Segment Start: DATA EXCERPTS
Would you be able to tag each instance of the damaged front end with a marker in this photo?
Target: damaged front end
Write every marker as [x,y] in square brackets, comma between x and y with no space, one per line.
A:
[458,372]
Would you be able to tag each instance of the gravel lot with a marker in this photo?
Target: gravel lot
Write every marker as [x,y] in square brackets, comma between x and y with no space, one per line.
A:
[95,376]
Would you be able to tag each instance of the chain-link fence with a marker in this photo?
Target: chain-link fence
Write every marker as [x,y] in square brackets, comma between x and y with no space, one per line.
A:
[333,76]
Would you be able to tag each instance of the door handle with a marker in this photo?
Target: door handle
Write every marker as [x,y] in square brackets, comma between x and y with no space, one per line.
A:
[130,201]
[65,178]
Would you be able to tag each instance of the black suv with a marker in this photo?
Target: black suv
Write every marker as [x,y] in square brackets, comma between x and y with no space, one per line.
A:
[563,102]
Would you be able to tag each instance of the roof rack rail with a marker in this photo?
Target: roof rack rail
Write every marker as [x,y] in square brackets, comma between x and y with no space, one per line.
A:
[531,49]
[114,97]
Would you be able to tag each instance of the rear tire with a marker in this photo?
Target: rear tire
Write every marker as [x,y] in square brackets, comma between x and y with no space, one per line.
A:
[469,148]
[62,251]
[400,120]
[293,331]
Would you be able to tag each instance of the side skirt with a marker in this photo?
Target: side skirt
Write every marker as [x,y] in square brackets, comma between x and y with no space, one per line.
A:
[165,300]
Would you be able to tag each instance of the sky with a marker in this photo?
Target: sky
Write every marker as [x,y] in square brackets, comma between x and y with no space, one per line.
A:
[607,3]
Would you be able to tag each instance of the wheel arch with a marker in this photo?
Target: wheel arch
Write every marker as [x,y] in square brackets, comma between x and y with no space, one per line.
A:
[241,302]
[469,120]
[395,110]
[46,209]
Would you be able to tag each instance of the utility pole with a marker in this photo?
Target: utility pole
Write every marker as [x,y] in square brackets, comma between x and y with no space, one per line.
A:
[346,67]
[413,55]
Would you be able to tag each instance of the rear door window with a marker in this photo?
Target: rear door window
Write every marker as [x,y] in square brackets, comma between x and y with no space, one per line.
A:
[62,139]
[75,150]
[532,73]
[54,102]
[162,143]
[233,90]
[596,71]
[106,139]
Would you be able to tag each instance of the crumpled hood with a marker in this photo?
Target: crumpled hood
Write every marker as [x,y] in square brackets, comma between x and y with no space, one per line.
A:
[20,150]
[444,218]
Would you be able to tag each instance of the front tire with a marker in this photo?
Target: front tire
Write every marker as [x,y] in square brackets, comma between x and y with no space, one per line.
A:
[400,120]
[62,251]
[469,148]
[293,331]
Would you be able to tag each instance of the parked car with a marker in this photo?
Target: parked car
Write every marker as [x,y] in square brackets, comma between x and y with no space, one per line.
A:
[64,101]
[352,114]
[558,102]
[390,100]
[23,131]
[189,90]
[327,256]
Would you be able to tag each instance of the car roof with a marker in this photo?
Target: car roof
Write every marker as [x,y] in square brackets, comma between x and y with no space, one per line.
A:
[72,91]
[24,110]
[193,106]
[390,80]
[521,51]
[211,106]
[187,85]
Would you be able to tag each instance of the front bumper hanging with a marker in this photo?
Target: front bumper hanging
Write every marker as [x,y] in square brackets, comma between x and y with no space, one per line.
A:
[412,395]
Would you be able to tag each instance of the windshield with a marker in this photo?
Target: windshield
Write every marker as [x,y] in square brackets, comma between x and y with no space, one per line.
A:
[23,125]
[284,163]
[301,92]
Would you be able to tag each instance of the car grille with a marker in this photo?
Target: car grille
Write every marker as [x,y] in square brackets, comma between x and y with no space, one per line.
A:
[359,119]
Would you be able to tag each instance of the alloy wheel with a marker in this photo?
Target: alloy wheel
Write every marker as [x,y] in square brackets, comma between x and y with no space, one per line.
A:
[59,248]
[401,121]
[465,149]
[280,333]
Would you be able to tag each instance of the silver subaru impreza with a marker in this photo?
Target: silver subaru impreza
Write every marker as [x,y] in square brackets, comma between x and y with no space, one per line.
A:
Segment End: DATA EXCERPTS
**REQUIRED WORK**
Your reply should be only the count of lines in the entries above that contain the word "door".

**EXERCISE ANSWER**
4